What is being asked: Please transcribe every record below exactly, leaving out the pictures.
--- Stored data Enclosed Below ---
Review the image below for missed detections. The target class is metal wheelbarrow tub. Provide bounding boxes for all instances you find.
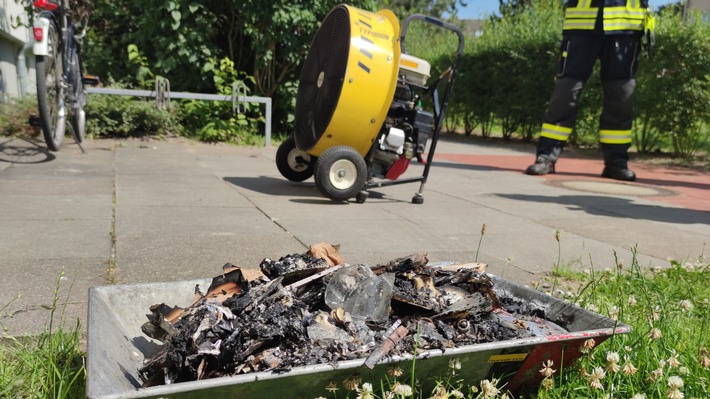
[87,275,630,398]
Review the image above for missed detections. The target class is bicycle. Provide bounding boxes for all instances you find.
[31,0,98,152]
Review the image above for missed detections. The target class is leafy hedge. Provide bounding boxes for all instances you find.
[447,4,710,157]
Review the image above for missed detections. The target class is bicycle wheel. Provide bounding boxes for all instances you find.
[69,48,86,143]
[36,19,66,151]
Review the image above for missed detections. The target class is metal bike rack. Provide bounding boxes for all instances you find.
[86,81,273,147]
[154,77,170,111]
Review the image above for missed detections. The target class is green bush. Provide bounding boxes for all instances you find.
[85,94,184,138]
[454,0,562,141]
[0,98,41,138]
[635,10,710,158]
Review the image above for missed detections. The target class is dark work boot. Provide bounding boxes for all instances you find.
[525,137,564,176]
[601,143,636,181]
[525,157,556,175]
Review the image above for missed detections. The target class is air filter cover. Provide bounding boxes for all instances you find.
[294,5,401,157]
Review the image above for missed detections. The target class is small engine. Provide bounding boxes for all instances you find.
[370,54,434,180]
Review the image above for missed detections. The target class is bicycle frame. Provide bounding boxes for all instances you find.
[33,0,82,106]
[32,0,90,152]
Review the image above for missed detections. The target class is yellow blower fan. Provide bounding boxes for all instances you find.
[276,4,464,204]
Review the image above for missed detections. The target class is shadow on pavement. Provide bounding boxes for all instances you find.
[497,193,710,225]
[223,176,319,197]
[223,176,403,204]
[0,137,56,164]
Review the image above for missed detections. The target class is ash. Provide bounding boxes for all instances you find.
[138,245,568,387]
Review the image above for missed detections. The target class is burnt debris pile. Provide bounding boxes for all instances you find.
[139,243,569,387]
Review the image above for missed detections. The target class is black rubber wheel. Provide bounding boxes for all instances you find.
[412,194,424,204]
[36,19,65,152]
[314,146,367,202]
[276,137,315,182]
[69,47,86,143]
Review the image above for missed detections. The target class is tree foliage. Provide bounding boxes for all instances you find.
[452,0,562,141]
[81,0,710,156]
[377,0,466,18]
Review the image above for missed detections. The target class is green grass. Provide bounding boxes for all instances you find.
[531,249,710,399]
[0,270,86,399]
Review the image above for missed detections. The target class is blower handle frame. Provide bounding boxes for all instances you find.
[394,14,464,202]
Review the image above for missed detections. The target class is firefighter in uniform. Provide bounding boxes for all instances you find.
[525,0,654,181]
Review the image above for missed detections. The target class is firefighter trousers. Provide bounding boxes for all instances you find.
[537,34,642,169]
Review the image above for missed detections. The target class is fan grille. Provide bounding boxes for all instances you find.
[294,6,350,151]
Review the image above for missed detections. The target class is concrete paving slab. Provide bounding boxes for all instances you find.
[116,205,291,236]
[117,174,251,207]
[0,194,111,221]
[0,219,112,260]
[0,258,106,336]
[115,233,304,284]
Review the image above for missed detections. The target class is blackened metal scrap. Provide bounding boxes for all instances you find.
[432,291,492,320]
[286,264,344,292]
[224,277,284,314]
[371,251,429,274]
[363,319,409,369]
[392,267,447,313]
[138,250,572,388]
[259,253,329,281]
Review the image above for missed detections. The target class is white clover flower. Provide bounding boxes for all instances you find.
[622,361,638,375]
[609,306,619,320]
[539,359,556,378]
[649,327,662,341]
[343,375,361,391]
[387,366,403,377]
[480,379,501,398]
[394,383,413,397]
[448,358,461,371]
[647,367,664,382]
[451,389,464,398]
[700,349,710,368]
[668,376,684,389]
[652,306,662,321]
[679,300,693,311]
[666,388,684,399]
[606,351,621,373]
[586,366,606,389]
[627,295,638,306]
[580,338,596,354]
[668,353,681,368]
[630,394,646,399]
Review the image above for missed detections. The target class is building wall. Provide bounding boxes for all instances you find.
[0,0,35,102]
[693,0,710,12]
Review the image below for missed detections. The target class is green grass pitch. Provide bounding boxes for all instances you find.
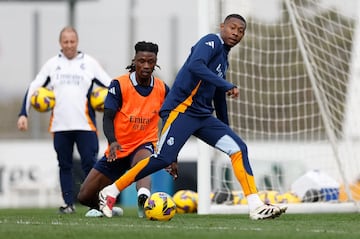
[0,206,359,239]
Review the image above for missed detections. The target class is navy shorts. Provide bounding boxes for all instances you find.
[93,142,155,182]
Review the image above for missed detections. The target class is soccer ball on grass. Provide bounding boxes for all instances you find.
[31,87,55,112]
[173,190,198,213]
[278,191,301,203]
[144,192,177,221]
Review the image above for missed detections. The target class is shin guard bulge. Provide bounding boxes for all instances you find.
[230,151,258,196]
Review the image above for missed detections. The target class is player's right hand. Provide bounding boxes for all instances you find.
[226,86,239,98]
[17,115,28,131]
[107,141,122,162]
[165,162,178,180]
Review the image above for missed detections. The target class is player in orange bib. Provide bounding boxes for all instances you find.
[77,41,170,218]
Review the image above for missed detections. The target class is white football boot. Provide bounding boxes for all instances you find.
[99,188,116,218]
[249,204,287,220]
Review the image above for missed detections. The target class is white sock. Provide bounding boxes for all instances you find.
[105,184,120,198]
[137,187,151,197]
[246,193,264,211]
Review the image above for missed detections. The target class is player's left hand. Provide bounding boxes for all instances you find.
[226,87,239,98]
[165,162,178,180]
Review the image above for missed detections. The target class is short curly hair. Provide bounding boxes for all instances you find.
[126,41,159,72]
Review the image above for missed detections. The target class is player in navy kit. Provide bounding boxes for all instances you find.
[99,14,287,220]
[17,26,112,214]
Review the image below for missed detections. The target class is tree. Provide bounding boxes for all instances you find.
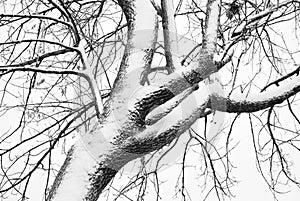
[1,0,300,200]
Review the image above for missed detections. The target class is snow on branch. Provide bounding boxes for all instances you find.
[145,85,199,125]
[77,40,104,118]
[113,0,224,135]
[124,88,211,154]
[161,0,180,72]
[124,74,300,154]
[203,0,221,52]
[210,76,300,113]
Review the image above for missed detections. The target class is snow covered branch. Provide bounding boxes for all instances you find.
[77,40,104,118]
[210,76,300,113]
[161,0,180,72]
[128,75,300,154]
--- End of Enclosed Stored data ---
Answer box:
Review the image below for missed detections. The target class is metal wheelbarrow tub. Provide bounding boxes for all instances you find.
[87,275,630,398]
Review the image above for missed detections. The target class is bicycle. Provide bounding boxes for all instances you find.
[31,0,98,152]
Review the image above for missed detections. The target class is leafy hedge. Provide bounding boxes for all instances you find.
[447,4,710,157]
Review the image above for missed detections. The target class is bicycle wheel. Provide bounding boxes for all instances you find.
[69,48,86,143]
[36,19,66,151]
Review the image above for missed detections. The target class is metal bike rack. Provide bounding boxes for all instances you find.
[86,81,273,147]
[154,77,170,111]
Review the image above for missed detections. The target class is green bush. Provide bounding boxes for all instances you find.
[85,94,184,138]
[454,0,562,141]
[0,98,41,138]
[635,10,710,158]
Review the image above for missed detections. The target class is dark work boot. Provide bounding boxes for all instances you find.
[525,137,564,176]
[601,143,636,181]
[525,157,556,175]
Review the image above for missed detections. The target class is air filter cover. Provide bounding boxes for all instances you find.
[294,5,401,157]
Review the image above for missed detections. The target class is small engine. Provide bounding boxes for all instances you find.
[370,54,434,180]
Review the image above for missed detections. The target class is bicycle frame. Provide bounding boxes for all instances you find.
[33,0,82,106]
[32,0,90,152]
Review the image above for missed detections. The target class is yellow blower fan. Provide bounding boxes for all instances you find.
[276,4,464,204]
Review the image above for missed detections. The target class is shadow on pavement. Provide bounding boxes for all instances you find.
[497,193,710,225]
[223,176,319,197]
[223,176,403,204]
[0,137,56,164]
Review the image above for missed detections. The target class is ash. Provide bounding boxes for all instances you find.
[138,245,568,387]
Review the image above for missed detections. The target class is burnt debris pile. Provide bounding boxes for all instances you find.
[139,243,569,387]
Review the image above for missed detections. The target class is black rubber wheel. Provide bounding boxes for all instances you find.
[412,194,424,204]
[36,19,65,152]
[314,146,367,202]
[276,137,315,182]
[69,47,86,143]
Review the image above for missed detections. The target class is tree foliage. Provide bounding boxes for all instances you find.
[452,0,562,141]
[81,0,710,156]
[377,0,466,18]
Review the image above for missed detections. The target class is green grass. Provide bounding boxes for all instances you find.
[531,249,710,399]
[0,270,86,399]
Review the image above for missed detections. The target class is blower handle frame. Provide bounding boxes for all instances you find.
[394,14,464,202]
Review the image above for missed detections. The target class is firefighter in uniform. Provide bounding boxes for all instances you find.
[525,0,654,181]
Review the image above for missed detections. The target class is firefighter trousers. Provide bounding boxes for all instances you find.
[537,34,642,169]
Review the image above for missed detections. The target class is fan grille. Provide bounding boxes for all instances you find.
[294,6,350,151]
Review the image above for missed detections. The target class is concrete paving slab. Provide bounding boxes for all instances you find.
[116,205,291,236]
[117,174,251,207]
[0,194,111,221]
[0,219,112,260]
[0,258,106,336]
[115,233,304,284]
Review the image above for missed detections. The target class is blackened metal scrap. Provide bounding boxes for all instances you find.
[432,291,492,320]
[286,264,344,292]
[224,277,284,314]
[371,251,429,274]
[363,319,409,369]
[392,267,447,313]
[138,250,572,388]
[259,253,329,281]
Review the image above for missed detections. The target class is white clover flower. Provide bounding boxes for all instances you find.
[622,361,638,375]
[609,306,619,320]
[539,359,556,378]
[649,327,662,341]
[343,375,361,391]
[387,366,403,377]
[480,379,501,398]
[394,383,413,397]
[448,358,461,371]
[647,367,664,382]
[451,389,464,398]
[700,349,710,368]
[668,376,684,389]
[652,306,662,321]
[679,300,693,311]
[666,388,684,399]
[606,351,621,373]
[586,366,606,389]
[627,295,638,306]
[580,338,596,354]
[668,353,681,368]
[630,394,646,399]
Review the image above for missed detections. The target class is building wall. Provide bounding boxes for all instances you find.
[0,0,35,102]
[693,0,710,12]
Review the image below for missed detections. The target class is green grass pitch. Provide bounding boxes for all instances you find.
[0,206,359,239]
Review the image above for missed detections. The target class is navy shorts. Provide bounding boxes for all instances you find.
[93,142,155,182]
Review the image above for missed detections. The target class is soccer ball on grass. Provide bounding boxes for all instances you find.
[31,87,55,112]
[173,190,198,213]
[278,191,301,203]
[144,192,177,221]
Review the image above for missed detections. The target class is shin guard bulge. Provide bounding boxes for all instances you find.
[230,151,258,196]
Review the image above for missed detections. The target class is player's right hand. Provide bounding boxes for all instances you find.
[226,86,239,98]
[17,115,28,131]
[107,141,122,162]
[165,162,178,180]
Review the image above for missed detections. The target class is player in orange bib. Provide bounding boxes for all instances you find.
[77,41,170,218]
Review the image above for missed detections. The target class is white football boot. Provide bounding boxes for all instances you find.
[99,188,116,218]
[249,204,287,220]
Review the image above for missed detections. The target class is white sock. Provide bounding boxes for all instances you find.
[105,184,120,198]
[137,187,151,197]
[246,193,264,211]
Review the image above for missed detections. The target class is player's left hand. Provide bounding boxes for all instances you find.
[226,87,239,98]
[165,162,178,180]
Review the image above for missed detections. The target class is short curly hair. Provide bounding boxes for all instances you find.
[126,41,159,72]
Review the image above for missed detections. The target class is player in navy kit. Provide bounding boxes for all instances you find.
[99,14,287,220]
[17,26,112,214]
Review the image below for missed detections. The target class is tree. Provide bounding boxes for all instances you find.
[1,0,300,200]
Review the image above for missed detections. The target class is snow on branch. Provide bounding boxes for all instances you find.
[145,85,199,125]
[77,40,104,118]
[113,0,224,135]
[124,88,211,154]
[161,0,180,72]
[124,74,300,154]
[203,0,221,52]
[210,76,300,113]
Review the image above for missed detections. The target class is snow covered branch. Provide bounding boxes for all instances you find.
[77,40,104,118]
[210,76,300,113]
[161,0,180,72]
[128,75,300,154]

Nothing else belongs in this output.